STATED EXERCISE: Rename "locateAll" to "findAll" throughout the data below and reproduce every line with all else unchanged.

——

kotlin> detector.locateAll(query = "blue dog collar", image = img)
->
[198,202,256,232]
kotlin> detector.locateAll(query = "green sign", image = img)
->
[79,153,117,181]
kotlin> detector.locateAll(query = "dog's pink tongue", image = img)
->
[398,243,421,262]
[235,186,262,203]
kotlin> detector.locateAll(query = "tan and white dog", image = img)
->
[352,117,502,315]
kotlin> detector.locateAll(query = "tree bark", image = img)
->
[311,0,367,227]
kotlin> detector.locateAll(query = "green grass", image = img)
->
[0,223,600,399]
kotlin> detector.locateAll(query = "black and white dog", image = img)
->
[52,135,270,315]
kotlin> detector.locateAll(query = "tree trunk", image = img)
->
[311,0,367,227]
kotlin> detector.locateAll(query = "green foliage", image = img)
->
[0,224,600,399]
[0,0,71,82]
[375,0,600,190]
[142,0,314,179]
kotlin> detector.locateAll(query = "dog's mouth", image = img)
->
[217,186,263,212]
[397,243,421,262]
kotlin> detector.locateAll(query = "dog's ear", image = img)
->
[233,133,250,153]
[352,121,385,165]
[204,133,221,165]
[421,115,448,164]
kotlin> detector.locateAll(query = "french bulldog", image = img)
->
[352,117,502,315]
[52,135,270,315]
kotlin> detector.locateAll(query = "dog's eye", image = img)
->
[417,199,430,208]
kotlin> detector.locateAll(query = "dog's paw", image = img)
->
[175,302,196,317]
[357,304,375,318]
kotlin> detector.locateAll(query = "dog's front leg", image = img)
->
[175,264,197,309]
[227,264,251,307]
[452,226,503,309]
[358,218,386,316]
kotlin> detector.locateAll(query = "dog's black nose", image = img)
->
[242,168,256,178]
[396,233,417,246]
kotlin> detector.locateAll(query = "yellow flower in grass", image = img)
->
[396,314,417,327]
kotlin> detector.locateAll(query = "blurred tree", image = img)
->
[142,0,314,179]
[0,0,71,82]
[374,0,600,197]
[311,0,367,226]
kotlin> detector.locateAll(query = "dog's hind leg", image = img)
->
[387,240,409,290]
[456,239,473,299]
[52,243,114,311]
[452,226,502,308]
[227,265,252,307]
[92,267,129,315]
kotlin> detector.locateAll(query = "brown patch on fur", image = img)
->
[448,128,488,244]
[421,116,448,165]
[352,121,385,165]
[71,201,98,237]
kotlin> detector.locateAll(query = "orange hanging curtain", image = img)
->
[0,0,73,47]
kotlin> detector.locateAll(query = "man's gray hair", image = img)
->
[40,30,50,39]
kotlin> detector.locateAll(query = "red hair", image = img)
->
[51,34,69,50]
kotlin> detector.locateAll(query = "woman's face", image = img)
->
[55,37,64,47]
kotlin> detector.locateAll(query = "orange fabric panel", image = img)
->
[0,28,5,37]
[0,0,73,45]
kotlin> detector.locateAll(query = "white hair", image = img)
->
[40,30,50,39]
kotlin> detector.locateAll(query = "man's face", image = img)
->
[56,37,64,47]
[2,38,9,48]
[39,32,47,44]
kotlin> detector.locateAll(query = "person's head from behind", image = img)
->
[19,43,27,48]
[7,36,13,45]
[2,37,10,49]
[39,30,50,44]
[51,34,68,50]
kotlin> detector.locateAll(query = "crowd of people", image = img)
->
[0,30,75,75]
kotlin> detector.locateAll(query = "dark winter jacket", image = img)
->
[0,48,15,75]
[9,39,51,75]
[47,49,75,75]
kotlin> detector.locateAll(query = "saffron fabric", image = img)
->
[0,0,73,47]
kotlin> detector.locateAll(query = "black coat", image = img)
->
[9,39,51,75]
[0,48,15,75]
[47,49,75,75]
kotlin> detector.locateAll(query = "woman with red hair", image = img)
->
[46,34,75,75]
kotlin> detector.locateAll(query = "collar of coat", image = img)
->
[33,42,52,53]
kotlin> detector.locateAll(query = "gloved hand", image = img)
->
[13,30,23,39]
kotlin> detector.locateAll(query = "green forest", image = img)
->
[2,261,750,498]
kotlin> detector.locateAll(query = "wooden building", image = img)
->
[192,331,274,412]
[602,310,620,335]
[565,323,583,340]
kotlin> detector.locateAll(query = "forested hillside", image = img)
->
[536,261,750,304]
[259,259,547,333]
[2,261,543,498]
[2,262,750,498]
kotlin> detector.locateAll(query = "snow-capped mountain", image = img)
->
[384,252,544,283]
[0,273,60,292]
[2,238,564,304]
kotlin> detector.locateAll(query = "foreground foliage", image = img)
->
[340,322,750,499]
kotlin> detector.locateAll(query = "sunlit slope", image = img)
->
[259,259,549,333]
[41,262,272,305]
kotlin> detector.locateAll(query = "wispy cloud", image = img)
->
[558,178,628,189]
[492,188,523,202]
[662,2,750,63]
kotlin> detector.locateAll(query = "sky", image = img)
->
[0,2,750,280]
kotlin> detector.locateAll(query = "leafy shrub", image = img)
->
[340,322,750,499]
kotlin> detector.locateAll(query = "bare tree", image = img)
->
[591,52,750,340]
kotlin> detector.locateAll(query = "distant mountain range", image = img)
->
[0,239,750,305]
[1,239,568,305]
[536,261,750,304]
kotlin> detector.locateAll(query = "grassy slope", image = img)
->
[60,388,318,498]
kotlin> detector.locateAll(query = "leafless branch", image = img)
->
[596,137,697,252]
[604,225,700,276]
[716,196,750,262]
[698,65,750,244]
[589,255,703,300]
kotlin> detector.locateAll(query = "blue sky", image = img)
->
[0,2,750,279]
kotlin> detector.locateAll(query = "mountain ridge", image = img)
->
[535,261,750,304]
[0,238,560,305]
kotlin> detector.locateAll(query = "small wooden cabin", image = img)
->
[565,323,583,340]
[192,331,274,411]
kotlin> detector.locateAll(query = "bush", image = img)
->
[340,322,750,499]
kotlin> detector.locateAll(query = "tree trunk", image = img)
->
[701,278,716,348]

——

RESPONSE TO THE TASK:
kotlin> detector.findAll(query = "blue dog collar", image = img)
->
[198,202,256,232]
kotlin> detector.findAll(query = "green sign", image = img)
->
[79,153,117,181]
kotlin> detector.findAll(query = "dog's pink tongue", image = img)
->
[398,243,421,262]
[235,186,262,203]
kotlin> detector.findAll(query = "tan and white dog", image = img)
->
[352,117,502,315]
kotlin> detector.findAll(query = "tree bark", image = img)
->
[311,0,367,227]
kotlin> detector.findAll(query = "green grass", image = img)
->
[0,223,600,399]
kotlin> detector.findAll(query = "black and white dog", image = img)
->
[52,135,270,315]
kotlin> detector.findAll(query = "tree trunk", image = img)
->
[311,0,367,227]
kotlin> detector.findAll(query = "green foliage", image = img)
->
[0,224,600,399]
[0,0,71,82]
[375,0,600,190]
[142,0,314,179]
kotlin> detector.findAll(query = "dog's mouth", image = img)
->
[217,186,263,212]
[397,243,421,262]
kotlin> detector.findAll(query = "dog's ear", image = img)
->
[233,133,250,153]
[352,121,385,165]
[204,133,221,165]
[421,115,448,164]
kotlin> detector.findAll(query = "french bulldog", image = img)
->
[352,117,502,315]
[52,135,270,315]
kotlin> detector.findAll(query = "dog's eye", image = img)
->
[417,199,430,208]
kotlin> detector.findAll(query = "dog's paw", image = img)
->
[175,302,196,317]
[357,304,375,318]
kotlin> detector.findAll(query = "dog's front leg", image = img)
->
[175,264,197,309]
[227,264,251,307]
[452,226,503,309]
[358,218,386,316]
kotlin> detector.findAll(query = "dog's black nose", image = img)
->
[242,168,256,178]
[396,233,417,246]
kotlin> detector.findAll(query = "yellow flower in grass", image = img)
->
[396,314,417,327]
kotlin> detector.findAll(query = "blurred tree", image = img)
->
[142,0,314,179]
[0,0,71,82]
[374,0,600,197]
[311,0,367,226]
kotlin> detector.findAll(query = "dog's hind leg", image = img)
->
[387,240,409,290]
[456,239,473,299]
[52,243,114,311]
[452,226,502,308]
[227,265,252,307]
[92,267,129,315]
kotlin> detector.findAll(query = "brown patch on fur", image = img)
->
[448,128,488,244]
[421,116,448,165]
[352,121,385,165]
[71,201,98,237]
kotlin> detector.findAll(query = "orange hanging curtain", image = img)
->
[0,0,73,47]
kotlin> detector.findAll(query = "man's gray hair", image = img)
->
[40,30,50,39]
kotlin> detector.findAll(query = "red hair", image = img)
->
[51,34,69,50]
kotlin> detector.findAll(query = "woman's face", image = img)
->
[55,37,64,47]
kotlin> detector.findAll(query = "orange fabric panel", image = img)
->
[0,28,5,37]
[0,0,73,45]
kotlin> detector.findAll(query = "white hair", image = img)
->
[40,30,50,39]
kotlin> detector.findAll(query = "man's face", image = img)
->
[56,37,64,47]
[2,38,9,48]
[39,32,47,44]
kotlin> detector.findAll(query = "person's head from behind", image = img)
->
[19,43,27,48]
[7,36,13,45]
[2,37,10,49]
[39,30,50,44]
[51,34,68,50]
kotlin> detector.findAll(query = "crowd of people", image = img)
->
[0,30,75,75]
kotlin> detector.findAll(query = "dark winter jacket", image = img)
->
[0,48,15,75]
[9,39,51,75]
[47,49,75,75]
kotlin> detector.findAll(query = "saffron fabric", image = img)
->
[0,0,73,47]
kotlin> detector.findAll(query = "black coat", image = img)
->
[9,39,51,75]
[0,48,15,75]
[47,49,75,75]
kotlin> detector.findAll(query = "woman with red hair", image = img)
->
[46,34,75,75]
kotlin> detector.findAll(query = "collar of coat", image = img)
->
[33,42,52,53]
kotlin> detector.findAll(query = "gloved hand", image = img)
->
[13,30,23,39]
kotlin> detector.findAll(query = "green forest", image = img)
->
[2,261,750,498]
kotlin> detector.findAll(query = "wooden building", image = img)
->
[192,331,274,412]
[602,310,620,335]
[565,323,583,340]
kotlin> detector.findAll(query = "forested hillside", image = img)
->
[536,261,750,304]
[259,259,547,333]
[2,261,543,498]
[2,262,750,498]
kotlin> detector.findAll(query = "snow-capped mountain", image = img)
->
[384,252,544,283]
[0,273,60,292]
[2,238,564,304]
kotlin> detector.findAll(query = "foreground foliage", image = img)
->
[340,322,750,499]
kotlin> detector.findAll(query = "sunlit slope", image = img)
->
[259,259,549,333]
[41,262,272,305]
kotlin> detector.findAll(query = "wispy cloud", image = img)
->
[558,178,628,189]
[492,188,523,202]
[662,2,750,63]
kotlin> detector.findAll(query = "sky", image = img)
->
[0,2,750,280]
kotlin> detector.findAll(query = "leafy shrub", image = img)
->
[340,322,750,499]
kotlin> detector.findAll(query = "bare tree", image = img)
->
[591,52,750,340]
kotlin> detector.findAll(query = "distant mountain range", image = img)
->
[0,239,750,305]
[1,239,568,305]
[536,261,750,304]
kotlin> detector.findAll(query = "grassy slope", image = img)
->
[60,388,318,498]
kotlin> detector.findAll(query = "leafless branch", image = img)
->
[596,137,697,252]
[604,225,700,276]
[716,196,750,262]
[698,65,750,244]
[589,255,703,300]
kotlin> detector.findAll(query = "blue sky", image = img)
->
[0,2,750,279]
kotlin> detector.findAll(query = "mountain ridge", image = img)
->
[535,261,750,304]
[0,238,560,305]
kotlin> detector.findAll(query = "small wooden cabin", image = img)
->
[565,323,583,340]
[192,331,274,411]
kotlin> detector.findAll(query = "bush", image = img)
->
[340,322,750,499]
kotlin> detector.findAll(query = "tree trunk", image = img)
->
[701,278,716,348]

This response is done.